> Problem description
Locate each line of the records below that includes the word "metal", treating uppercase and lowercase letters as distinct, and copy every such line.

-- Given data start --

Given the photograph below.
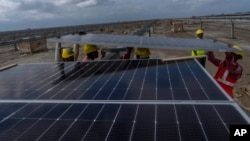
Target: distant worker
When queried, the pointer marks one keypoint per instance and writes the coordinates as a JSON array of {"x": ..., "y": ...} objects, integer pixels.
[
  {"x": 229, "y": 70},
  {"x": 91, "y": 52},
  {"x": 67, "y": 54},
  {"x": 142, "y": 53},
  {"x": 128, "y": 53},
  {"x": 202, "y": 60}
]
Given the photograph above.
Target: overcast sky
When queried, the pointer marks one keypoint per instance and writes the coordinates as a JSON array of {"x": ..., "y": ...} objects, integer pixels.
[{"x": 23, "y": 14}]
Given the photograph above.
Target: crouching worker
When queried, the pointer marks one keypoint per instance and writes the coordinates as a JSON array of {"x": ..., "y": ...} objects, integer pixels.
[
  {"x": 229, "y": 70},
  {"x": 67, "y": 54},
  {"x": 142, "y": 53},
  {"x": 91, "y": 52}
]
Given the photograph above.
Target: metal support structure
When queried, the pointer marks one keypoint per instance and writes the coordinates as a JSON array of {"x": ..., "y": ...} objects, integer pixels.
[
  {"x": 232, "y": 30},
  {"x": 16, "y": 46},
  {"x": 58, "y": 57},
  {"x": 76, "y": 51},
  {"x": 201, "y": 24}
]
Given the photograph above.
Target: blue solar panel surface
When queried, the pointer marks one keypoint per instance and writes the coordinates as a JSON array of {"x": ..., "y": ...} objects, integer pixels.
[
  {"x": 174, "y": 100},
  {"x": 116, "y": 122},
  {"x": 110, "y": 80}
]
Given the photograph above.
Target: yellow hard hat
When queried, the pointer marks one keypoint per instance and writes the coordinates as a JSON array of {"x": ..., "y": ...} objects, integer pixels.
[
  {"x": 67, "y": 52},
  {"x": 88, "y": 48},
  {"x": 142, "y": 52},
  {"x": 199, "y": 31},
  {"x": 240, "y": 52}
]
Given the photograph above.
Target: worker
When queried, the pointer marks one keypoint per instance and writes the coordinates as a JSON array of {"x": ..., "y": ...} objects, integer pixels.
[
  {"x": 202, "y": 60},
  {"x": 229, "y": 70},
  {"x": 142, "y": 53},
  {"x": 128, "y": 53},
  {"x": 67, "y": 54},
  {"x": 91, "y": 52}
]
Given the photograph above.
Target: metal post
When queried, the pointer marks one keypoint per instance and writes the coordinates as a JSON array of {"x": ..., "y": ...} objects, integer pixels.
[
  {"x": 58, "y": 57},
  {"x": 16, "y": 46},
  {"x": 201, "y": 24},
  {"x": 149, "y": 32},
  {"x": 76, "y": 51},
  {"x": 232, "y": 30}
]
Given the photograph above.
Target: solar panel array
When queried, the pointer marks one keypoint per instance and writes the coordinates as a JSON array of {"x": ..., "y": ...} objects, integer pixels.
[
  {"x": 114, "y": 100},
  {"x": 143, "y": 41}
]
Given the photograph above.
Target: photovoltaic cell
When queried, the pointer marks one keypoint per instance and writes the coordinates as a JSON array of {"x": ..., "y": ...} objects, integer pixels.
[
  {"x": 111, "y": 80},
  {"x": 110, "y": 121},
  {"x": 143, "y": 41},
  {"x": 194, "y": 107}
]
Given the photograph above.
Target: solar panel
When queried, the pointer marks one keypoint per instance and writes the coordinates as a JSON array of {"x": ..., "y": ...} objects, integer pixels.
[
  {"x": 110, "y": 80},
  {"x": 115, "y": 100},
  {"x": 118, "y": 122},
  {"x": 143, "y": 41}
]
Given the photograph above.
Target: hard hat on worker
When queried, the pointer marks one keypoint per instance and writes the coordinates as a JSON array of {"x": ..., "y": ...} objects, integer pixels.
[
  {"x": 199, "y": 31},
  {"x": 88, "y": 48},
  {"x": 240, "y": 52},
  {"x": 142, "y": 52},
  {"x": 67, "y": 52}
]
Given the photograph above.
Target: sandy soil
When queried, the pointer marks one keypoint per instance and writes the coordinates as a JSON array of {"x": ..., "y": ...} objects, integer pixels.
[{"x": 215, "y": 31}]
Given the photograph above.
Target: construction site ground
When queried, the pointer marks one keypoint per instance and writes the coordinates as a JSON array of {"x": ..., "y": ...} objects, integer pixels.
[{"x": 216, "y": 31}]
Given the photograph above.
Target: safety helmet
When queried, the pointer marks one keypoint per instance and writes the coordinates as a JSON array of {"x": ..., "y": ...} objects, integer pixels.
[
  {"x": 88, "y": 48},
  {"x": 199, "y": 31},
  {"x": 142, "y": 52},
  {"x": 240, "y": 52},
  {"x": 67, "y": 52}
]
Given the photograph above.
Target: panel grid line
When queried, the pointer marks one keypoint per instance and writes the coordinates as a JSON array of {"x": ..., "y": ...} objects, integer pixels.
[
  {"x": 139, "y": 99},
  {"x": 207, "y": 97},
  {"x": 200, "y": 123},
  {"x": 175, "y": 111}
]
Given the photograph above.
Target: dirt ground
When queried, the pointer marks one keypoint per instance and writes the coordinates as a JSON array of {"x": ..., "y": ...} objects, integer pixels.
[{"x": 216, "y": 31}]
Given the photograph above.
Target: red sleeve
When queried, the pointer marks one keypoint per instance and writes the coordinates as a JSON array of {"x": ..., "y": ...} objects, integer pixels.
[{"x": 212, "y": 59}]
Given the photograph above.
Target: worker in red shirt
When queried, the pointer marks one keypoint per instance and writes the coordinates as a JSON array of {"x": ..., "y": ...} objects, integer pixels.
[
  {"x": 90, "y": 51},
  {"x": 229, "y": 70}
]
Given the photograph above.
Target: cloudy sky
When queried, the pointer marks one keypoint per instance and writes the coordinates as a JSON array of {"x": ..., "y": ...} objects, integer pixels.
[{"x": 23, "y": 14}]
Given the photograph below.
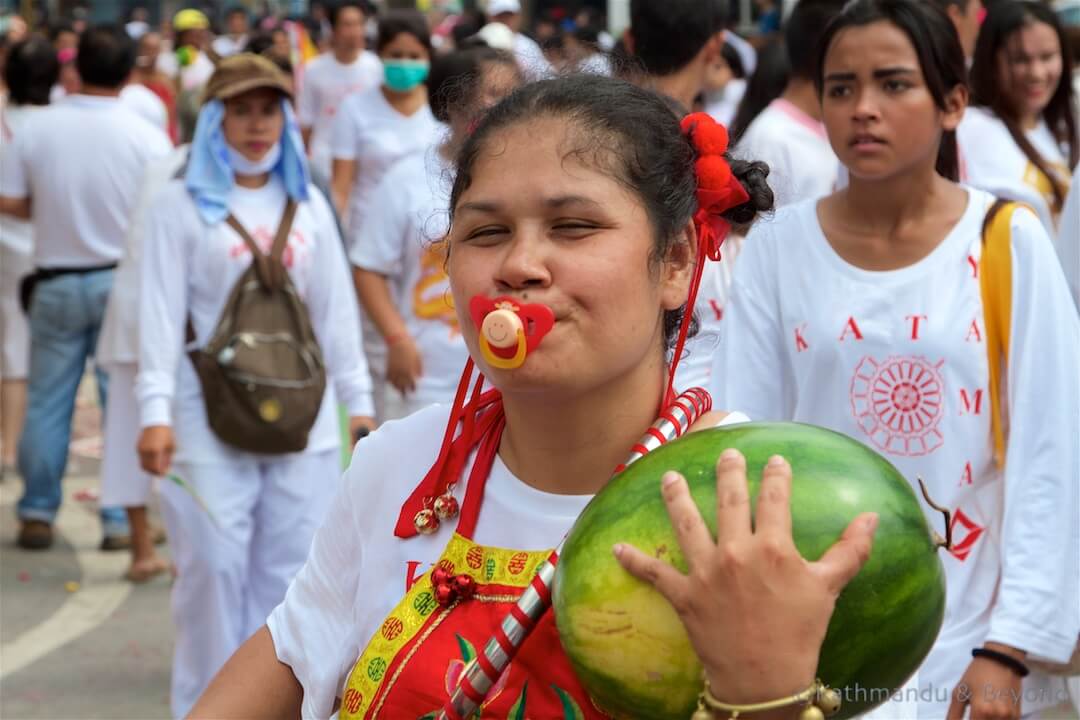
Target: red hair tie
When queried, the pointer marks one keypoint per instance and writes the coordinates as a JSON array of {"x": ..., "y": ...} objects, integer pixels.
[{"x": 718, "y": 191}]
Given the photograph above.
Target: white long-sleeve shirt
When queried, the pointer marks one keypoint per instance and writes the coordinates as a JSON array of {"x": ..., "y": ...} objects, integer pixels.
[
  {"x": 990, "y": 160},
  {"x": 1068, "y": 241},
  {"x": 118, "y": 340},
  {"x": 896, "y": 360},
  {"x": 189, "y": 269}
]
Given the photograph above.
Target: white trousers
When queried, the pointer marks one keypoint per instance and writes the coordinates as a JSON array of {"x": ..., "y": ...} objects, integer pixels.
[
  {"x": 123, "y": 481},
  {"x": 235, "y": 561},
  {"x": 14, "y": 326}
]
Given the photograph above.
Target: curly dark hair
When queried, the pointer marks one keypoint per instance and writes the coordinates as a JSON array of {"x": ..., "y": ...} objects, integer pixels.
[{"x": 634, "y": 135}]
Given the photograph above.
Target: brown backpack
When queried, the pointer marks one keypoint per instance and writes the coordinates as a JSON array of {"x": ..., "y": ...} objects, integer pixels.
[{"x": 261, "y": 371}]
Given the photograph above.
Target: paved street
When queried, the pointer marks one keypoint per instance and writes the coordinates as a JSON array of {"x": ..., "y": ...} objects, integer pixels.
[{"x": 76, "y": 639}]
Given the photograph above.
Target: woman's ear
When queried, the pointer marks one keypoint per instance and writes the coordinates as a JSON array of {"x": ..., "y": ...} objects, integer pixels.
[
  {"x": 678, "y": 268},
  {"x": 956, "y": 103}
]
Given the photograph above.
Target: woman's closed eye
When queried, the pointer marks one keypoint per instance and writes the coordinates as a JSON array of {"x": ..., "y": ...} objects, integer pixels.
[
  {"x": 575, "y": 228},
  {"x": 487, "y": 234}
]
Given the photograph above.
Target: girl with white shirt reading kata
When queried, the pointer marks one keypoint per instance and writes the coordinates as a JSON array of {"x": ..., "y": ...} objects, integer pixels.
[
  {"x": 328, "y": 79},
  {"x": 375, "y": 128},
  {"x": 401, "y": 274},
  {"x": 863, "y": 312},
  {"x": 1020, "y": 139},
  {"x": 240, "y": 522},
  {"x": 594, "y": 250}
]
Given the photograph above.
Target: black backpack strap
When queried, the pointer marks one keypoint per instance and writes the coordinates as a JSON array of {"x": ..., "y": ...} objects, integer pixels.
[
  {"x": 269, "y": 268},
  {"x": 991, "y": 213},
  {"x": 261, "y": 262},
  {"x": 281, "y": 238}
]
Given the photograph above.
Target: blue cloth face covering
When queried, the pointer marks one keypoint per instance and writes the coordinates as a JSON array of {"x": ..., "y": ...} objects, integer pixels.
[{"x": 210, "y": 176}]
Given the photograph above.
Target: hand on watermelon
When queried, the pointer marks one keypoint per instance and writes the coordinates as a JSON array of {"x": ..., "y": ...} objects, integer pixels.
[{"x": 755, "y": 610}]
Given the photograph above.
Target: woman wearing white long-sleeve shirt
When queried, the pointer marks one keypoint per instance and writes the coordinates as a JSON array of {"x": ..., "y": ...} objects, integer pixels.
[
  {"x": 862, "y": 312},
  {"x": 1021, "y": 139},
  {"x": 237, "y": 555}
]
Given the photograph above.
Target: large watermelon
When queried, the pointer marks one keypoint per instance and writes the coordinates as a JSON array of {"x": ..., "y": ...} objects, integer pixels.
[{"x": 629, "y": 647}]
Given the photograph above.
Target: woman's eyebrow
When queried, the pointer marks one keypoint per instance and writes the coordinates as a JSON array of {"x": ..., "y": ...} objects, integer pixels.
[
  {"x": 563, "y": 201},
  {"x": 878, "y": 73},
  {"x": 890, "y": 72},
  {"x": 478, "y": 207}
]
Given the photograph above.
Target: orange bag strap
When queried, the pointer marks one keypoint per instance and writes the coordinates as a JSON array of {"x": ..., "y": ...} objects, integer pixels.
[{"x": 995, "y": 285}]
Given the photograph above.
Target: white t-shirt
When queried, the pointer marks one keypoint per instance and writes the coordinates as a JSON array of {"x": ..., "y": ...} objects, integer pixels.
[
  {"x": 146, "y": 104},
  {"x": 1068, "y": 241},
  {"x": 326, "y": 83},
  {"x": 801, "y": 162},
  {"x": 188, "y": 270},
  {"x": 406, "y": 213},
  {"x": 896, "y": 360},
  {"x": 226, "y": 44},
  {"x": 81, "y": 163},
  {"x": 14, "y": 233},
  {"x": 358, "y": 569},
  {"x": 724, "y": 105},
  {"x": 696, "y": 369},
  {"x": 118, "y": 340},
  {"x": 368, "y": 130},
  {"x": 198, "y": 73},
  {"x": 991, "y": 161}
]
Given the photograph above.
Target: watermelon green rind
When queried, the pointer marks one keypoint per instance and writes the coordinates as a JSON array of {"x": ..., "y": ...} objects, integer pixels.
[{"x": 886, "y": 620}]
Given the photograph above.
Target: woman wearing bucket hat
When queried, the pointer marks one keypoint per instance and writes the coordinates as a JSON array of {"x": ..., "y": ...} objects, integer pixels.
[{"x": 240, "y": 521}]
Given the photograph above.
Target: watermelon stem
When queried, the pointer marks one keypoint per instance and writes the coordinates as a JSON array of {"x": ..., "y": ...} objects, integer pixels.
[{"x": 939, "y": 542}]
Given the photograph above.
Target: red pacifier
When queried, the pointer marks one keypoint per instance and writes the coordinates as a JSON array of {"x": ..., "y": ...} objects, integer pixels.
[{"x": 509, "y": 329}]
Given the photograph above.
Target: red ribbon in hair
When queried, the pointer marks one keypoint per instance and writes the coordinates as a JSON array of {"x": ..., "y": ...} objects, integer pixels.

-- Given data end --

> Final result
Target: metal support structure
Target: metal post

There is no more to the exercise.